__DIRECTION 1__.
Recast the rows in the block of data, everything from the line containing "Where can the car rear" down to the line containing "(1083, 645)", as a JSON list of strings with one string per line and no blank lines.

Thanks ali- obviously we will require more when you get time!


----------



## ali-s.j. (Jun 6, 2011)

lola24 said:


> oh, love her! :love-eyes::love-eyes:
> i could eat that chocolate button nose too!!
> Thanks ali- obviously we will require more when you get time!


Thanks Katie, I love her nose too - and her eyes, oh her eyes, they are hazel green and just melt me


----------



## lola24 (Aug 14, 2011)

oh i know what you mean- Lola has hazel eyes and they are stunning. I think they have them to aid the hypnotherapy that the use on us....... when i snap my paw, you will get the bone out of the fridge.......


----------



## Janev1000 (Oct 4, 2011)

Hi Ali Izzy looks gorgeous. Very similar coat to Biscuit. Have you had any of her body fluff trimmed yet? As Biscuit is not very tall with a very woolly coat that is already 3" long, I am planning for him to have a small belly and leg trim next week as he always gets so wet & mucky there and takes ages to dry. We mainly walk in muddy places so I think this will make cleaning easier. However, he's only going to be 18 weeks and I worry I am having him trimmed too soon?


----------



## Kirsty (Sep 9, 2011)

I wouldn't be without my simple dog comb and tropiclean detangle spray. Xx


----------



## colpa110 (Jul 5, 2011)

Gorgeous pictures of Izzy Ali....I'm still drawn to light coloured poos


----------



## ali-s.j. (Jun 6, 2011)

Janev1000 said:


> Hi Ali Izzy looks gorgeous. Very similar coat to Biscuit. Have you had any of her body fluff trimmed yet? As Biscuit is not very tall with a very woolly coat that is already 3" long, I am planning for him to have a small belly and leg trim next week as he always gets so wet & mucky there and takes ages to dry. We mainly walk in muddy places so I think this will make cleaning easier. However, he's only going to be 18 weeks and I worry I am having him trimmed too soon?

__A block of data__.
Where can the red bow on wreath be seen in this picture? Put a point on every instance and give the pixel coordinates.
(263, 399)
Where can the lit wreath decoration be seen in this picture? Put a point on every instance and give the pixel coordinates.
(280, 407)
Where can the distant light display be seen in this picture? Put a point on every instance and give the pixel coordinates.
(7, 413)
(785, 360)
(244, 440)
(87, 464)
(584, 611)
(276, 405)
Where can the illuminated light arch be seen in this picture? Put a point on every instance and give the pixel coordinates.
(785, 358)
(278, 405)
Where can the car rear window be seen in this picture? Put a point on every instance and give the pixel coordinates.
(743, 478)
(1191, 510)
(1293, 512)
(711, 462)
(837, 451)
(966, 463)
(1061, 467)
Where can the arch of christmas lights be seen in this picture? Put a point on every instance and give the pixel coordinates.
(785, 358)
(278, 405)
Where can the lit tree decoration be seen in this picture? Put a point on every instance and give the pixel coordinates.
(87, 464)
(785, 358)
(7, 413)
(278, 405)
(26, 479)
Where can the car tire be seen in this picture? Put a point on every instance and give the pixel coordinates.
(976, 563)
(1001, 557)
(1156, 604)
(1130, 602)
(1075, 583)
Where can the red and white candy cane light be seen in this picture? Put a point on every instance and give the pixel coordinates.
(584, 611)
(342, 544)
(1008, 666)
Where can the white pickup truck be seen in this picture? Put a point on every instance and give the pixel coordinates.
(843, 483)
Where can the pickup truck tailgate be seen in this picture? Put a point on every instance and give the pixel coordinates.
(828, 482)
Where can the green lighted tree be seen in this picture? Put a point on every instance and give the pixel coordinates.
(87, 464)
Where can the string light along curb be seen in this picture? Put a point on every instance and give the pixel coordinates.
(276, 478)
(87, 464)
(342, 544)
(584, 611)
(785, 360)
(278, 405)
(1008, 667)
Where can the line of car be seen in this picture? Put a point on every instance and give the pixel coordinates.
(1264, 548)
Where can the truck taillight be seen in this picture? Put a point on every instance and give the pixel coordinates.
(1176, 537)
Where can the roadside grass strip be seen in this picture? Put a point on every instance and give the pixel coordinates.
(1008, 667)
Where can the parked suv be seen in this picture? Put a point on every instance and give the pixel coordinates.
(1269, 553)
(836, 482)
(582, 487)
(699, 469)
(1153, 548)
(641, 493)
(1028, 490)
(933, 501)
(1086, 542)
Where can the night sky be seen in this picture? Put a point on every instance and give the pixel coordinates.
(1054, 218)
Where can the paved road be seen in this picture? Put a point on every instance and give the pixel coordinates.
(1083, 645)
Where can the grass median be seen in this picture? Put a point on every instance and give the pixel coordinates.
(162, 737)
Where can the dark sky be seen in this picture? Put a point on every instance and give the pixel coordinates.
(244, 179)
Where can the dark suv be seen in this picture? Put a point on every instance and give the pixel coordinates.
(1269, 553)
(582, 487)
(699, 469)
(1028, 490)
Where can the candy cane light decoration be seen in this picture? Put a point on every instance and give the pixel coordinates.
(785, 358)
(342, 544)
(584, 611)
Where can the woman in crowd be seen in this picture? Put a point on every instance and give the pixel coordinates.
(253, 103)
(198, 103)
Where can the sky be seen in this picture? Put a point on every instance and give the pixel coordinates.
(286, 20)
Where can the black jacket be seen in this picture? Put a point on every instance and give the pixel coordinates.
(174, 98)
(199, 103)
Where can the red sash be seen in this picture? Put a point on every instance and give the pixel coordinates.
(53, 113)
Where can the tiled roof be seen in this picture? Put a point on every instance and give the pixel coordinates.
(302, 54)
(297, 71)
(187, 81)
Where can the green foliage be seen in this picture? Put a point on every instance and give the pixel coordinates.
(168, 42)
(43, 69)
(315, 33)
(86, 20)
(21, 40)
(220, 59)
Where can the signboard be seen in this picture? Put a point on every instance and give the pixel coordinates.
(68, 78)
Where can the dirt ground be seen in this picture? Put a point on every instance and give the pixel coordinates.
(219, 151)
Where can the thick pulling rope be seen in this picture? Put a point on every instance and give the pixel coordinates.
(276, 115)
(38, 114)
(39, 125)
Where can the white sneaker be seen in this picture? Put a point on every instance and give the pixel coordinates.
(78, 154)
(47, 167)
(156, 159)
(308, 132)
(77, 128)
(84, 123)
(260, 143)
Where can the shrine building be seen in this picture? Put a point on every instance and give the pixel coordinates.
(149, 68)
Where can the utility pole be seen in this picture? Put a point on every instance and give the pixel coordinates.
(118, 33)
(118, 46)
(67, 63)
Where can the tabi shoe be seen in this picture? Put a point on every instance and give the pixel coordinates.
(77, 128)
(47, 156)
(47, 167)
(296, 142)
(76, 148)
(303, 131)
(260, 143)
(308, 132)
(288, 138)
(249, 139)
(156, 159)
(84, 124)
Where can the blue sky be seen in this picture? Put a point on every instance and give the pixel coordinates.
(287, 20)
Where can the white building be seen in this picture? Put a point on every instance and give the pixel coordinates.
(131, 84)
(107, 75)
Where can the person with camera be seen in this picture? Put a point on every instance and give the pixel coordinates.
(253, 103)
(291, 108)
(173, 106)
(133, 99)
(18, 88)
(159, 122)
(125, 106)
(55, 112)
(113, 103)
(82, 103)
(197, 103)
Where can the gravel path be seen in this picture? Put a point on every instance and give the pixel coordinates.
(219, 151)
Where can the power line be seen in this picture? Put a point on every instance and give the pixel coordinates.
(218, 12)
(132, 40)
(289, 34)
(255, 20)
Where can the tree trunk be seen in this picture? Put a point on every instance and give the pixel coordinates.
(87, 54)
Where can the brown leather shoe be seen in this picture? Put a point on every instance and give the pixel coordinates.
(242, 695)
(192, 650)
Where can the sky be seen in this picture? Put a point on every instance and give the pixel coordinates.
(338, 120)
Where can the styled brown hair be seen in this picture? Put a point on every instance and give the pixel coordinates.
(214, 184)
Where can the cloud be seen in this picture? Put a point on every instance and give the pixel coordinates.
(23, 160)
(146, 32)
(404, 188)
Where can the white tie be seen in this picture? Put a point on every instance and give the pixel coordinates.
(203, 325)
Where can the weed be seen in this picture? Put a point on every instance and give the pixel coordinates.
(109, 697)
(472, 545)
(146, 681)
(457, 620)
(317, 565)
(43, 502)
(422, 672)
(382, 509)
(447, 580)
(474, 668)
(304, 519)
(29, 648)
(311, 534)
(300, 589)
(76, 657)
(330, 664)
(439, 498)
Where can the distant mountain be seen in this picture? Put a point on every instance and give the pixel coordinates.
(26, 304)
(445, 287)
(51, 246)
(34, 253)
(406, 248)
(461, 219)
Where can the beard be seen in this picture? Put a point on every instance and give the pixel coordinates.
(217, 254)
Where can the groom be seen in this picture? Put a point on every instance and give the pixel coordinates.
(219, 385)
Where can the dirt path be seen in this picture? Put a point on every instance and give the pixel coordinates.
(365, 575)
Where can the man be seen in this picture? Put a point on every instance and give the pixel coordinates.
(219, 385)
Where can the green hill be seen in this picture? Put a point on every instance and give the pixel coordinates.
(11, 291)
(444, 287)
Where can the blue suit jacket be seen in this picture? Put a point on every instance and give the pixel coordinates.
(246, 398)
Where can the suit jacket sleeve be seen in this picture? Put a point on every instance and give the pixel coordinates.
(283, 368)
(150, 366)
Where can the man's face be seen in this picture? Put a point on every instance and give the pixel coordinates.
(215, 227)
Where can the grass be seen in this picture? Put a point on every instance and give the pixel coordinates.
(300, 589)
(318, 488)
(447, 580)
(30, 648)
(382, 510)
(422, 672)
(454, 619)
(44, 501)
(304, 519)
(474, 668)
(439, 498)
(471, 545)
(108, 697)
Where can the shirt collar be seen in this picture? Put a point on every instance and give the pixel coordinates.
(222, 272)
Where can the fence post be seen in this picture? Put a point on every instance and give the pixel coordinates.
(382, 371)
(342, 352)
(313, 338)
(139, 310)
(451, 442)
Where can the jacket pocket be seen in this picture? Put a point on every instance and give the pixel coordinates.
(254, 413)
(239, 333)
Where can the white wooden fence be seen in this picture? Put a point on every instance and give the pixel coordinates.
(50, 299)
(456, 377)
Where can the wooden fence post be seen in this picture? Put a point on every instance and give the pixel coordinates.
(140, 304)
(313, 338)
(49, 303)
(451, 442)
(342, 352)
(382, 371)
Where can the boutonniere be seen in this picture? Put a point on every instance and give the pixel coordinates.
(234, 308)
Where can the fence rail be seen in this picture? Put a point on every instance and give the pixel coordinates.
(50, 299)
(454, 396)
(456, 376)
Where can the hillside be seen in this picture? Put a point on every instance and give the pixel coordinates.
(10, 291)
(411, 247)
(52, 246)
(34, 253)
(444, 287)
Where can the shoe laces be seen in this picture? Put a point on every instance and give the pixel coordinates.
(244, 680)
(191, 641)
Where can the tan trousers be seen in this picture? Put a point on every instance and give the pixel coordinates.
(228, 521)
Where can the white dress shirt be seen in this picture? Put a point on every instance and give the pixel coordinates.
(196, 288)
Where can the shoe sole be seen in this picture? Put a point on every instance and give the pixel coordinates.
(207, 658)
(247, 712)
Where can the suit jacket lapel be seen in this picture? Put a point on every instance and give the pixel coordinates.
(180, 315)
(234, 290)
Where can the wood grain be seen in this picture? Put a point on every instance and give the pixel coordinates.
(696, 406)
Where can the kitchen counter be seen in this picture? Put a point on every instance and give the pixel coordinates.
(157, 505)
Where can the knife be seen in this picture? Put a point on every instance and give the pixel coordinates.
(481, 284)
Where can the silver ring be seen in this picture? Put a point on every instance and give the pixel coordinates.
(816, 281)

__DIRECTION 2__.
Repeat everything in the forum thread from "## lola24 (Aug" down to "(Oct 4, 2011)", swapping "hypnotherapy" for "mind control".

__FULL SOLUTION 1__.
[
  "Where can the car rear window be seen in this picture? Put a point on every instance and give the pixel coordinates.",
  "(743, 478)",
  "(1191, 510)",
  "(1293, 512)",
  "(711, 462)",
  "(837, 451)",
  "(966, 463)",
  "(1061, 467)",
  "Where can the arch of christmas lights be seen in this picture? Put a point on every instance and give the pixel coordinates.",
  "(785, 358)",
  "(278, 405)",
  "Where can the lit tree decoration be seen in this picture? Put a point on every instance and give the pixel coordinates.",
  "(87, 464)",
  "(785, 358)",
  "(7, 413)",
  "(278, 405)",
  "(26, 479)",
  "Where can the car tire be seen in this picture? Put a point on every instance and give the pixel coordinates.",
  "(976, 563)",
  "(1001, 557)",
  "(1156, 604)",
  "(1130, 602)",
  "(1075, 583)",
  "Where can the red and white candy cane light be seen in this picture? Put a point on every instance and give the pixel coordinates.",
  "(584, 611)",
  "(342, 544)",
  "(1008, 666)",
  "Where can the white pickup truck be seen in this picture? Put a point on every instance and give the pixel coordinates.",
  "(843, 483)",
  "Where can the pickup truck tailgate be seen in this picture? Put a point on every instance and give the pixel coordinates.",
  "(828, 482)",
  "Where can the green lighted tree be seen in this picture? Put a point on every instance and give the pixel coordinates.",
  "(87, 464)",
  "Where can the string light along curb be seen in this picture? Put a point on every instance and give the pixel coordinates.",
  "(276, 478)",
  "(87, 464)",
  "(342, 544)",
  "(584, 611)",
  "(785, 360)",
  "(278, 405)",
  "(1008, 667)",
  "Where can the line of car be seen in this picture? Put a point on every instance and give the pixel coordinates.",
  "(1264, 548)",
  "Where can the truck taillight be seen in this picture? Put a point on every instance and give the pixel coordinates.",
  "(1176, 537)",
  "Where can the roadside grass strip be seen in this picture? Put a point on every instance and give the pixel coordinates.",
  "(1008, 667)",
  "Where can the parked suv be seen in this picture? Put a point on every instance and give the pixel coordinates.",
  "(1269, 553)",
  "(836, 482)",
  "(582, 487)",
  "(699, 469)",
  "(1153, 548)",
  "(641, 493)",
  "(1028, 490)",
  "(933, 501)",
  "(1086, 542)",
  "Where can the night sky be seen in this picture? Put a point on every instance and give the pixel coordinates.",
  "(1054, 218)",
  "Where can the paved road be seen in this picture? Put a point on every instance and give the pixel coordinates.",
  "(1083, 645)"
]

__FULL SOLUTION 2__.
## lola24 (Aug 14, 2011)

oh i know what you mean- Lola has hazel eyes and they are stunning. I think they have them to aid the mind control that the use on us....... when i snap my paw, you will get the bone out of the fridge.......


----------



## Janev1000 (Oct 4, 2011)